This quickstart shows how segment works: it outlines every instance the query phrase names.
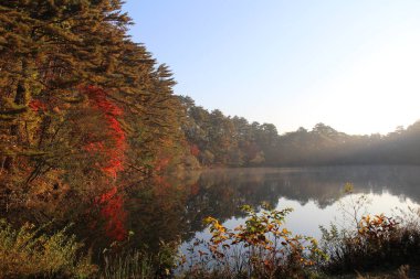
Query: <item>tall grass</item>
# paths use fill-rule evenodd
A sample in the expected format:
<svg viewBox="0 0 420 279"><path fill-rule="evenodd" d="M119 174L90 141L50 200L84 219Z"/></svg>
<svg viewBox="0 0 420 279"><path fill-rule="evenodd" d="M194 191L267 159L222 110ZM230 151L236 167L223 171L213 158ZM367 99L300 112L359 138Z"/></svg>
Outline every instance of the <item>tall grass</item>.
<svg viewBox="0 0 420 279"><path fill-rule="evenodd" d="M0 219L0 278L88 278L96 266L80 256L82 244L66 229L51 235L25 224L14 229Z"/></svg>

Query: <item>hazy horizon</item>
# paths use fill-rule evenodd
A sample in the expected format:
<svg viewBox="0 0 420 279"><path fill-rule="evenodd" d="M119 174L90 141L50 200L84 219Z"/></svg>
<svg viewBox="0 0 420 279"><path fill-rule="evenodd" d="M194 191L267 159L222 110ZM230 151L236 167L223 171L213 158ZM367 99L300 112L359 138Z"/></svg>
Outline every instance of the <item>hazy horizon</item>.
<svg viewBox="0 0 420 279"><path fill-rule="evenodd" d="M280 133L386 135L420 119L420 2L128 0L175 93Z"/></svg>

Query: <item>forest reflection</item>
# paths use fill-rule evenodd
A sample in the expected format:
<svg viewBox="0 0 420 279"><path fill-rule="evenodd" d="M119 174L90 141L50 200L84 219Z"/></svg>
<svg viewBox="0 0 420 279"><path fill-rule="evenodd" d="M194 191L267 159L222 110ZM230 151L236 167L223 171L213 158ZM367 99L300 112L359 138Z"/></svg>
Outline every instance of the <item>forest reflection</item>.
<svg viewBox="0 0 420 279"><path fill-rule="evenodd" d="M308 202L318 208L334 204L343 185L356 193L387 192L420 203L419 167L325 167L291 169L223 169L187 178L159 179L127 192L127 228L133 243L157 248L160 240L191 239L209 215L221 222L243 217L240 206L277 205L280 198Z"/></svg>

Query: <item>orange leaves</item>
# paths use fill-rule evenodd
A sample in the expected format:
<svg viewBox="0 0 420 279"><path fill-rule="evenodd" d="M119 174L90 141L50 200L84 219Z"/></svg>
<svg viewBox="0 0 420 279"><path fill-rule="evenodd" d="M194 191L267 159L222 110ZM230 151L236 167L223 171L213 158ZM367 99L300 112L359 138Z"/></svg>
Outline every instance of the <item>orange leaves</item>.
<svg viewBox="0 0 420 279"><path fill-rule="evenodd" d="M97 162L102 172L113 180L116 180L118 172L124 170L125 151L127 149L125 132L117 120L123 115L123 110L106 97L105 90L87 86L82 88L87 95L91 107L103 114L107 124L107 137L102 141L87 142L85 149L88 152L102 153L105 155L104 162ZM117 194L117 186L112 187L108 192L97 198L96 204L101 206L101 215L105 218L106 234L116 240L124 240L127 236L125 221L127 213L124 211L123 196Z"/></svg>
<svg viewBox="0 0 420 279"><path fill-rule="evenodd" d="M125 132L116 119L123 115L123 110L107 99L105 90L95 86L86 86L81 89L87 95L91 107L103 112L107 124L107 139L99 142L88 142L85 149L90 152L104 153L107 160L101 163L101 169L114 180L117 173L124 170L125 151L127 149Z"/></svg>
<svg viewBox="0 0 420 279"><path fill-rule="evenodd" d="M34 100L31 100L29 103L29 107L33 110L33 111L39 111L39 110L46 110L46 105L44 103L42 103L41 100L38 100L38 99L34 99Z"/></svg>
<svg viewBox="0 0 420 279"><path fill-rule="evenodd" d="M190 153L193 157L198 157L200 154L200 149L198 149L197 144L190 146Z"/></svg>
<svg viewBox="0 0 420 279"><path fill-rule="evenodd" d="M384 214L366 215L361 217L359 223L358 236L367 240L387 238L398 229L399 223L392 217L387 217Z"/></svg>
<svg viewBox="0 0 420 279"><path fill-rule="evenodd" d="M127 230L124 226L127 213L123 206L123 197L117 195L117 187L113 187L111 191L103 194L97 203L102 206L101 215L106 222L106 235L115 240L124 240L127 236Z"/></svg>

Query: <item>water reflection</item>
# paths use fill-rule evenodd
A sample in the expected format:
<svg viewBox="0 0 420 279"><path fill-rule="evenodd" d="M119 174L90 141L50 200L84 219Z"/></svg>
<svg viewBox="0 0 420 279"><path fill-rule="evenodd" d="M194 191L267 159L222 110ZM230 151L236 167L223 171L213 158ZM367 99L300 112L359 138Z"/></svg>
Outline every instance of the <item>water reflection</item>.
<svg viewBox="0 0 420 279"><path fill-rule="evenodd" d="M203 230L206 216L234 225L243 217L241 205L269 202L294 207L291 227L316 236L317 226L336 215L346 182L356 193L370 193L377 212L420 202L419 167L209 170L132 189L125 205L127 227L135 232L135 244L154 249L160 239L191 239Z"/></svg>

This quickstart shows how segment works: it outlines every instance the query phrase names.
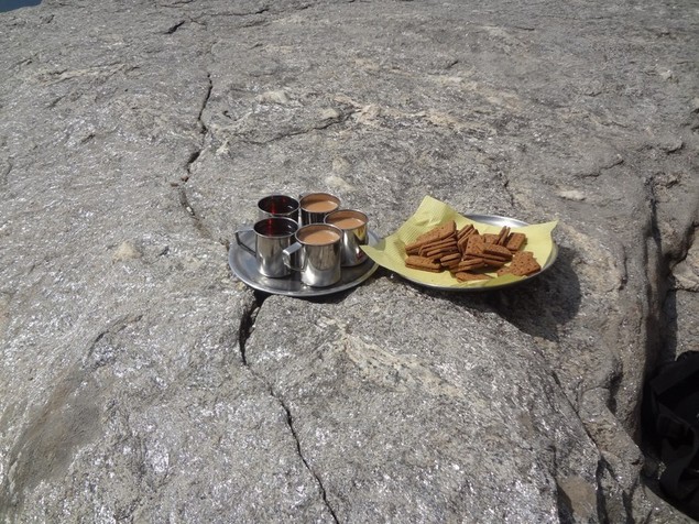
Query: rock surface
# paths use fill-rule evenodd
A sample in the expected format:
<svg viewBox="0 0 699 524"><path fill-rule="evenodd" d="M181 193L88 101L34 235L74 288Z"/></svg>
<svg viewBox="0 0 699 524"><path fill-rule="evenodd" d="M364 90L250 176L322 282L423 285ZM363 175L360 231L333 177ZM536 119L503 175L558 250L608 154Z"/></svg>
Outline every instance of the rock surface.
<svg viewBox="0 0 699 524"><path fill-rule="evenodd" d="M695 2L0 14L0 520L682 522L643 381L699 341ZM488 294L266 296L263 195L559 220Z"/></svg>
---
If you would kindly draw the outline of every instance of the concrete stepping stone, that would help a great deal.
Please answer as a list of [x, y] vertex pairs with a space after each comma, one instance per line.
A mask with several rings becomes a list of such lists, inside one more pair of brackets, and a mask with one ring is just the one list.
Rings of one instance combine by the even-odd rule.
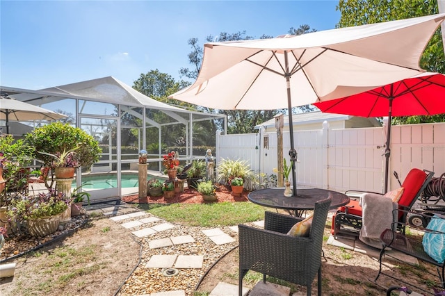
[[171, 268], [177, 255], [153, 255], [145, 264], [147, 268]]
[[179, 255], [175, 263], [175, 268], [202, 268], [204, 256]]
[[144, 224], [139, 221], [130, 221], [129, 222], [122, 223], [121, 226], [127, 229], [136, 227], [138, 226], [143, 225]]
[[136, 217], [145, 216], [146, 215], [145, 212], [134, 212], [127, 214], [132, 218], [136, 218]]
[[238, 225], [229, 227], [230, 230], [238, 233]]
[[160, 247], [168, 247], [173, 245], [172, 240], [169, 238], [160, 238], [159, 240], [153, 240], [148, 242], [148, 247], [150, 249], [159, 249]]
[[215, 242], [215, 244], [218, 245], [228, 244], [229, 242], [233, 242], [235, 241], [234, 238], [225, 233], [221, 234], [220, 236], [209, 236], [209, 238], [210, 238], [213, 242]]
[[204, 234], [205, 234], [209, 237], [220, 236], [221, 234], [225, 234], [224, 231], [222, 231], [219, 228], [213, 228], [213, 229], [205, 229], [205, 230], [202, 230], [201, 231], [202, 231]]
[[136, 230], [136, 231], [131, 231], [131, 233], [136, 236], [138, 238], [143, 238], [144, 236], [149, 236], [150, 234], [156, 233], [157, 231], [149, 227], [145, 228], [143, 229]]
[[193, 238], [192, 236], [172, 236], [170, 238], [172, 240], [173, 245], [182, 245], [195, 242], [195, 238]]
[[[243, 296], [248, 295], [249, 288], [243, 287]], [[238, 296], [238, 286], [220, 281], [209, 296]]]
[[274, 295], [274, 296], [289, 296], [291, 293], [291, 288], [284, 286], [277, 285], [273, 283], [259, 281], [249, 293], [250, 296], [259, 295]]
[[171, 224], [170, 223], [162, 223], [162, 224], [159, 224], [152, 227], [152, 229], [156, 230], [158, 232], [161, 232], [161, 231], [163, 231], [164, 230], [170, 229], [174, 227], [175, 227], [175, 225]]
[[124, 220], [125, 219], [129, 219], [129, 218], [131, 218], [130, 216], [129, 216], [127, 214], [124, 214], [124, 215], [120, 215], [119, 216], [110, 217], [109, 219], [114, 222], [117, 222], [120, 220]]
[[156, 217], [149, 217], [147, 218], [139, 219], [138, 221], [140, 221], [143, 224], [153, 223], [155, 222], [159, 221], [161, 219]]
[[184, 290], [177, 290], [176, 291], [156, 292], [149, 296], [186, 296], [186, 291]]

- [Exercise]
How many lines of the rows above contain the word "every"? Reply with the number alone.

- [Expected output]
9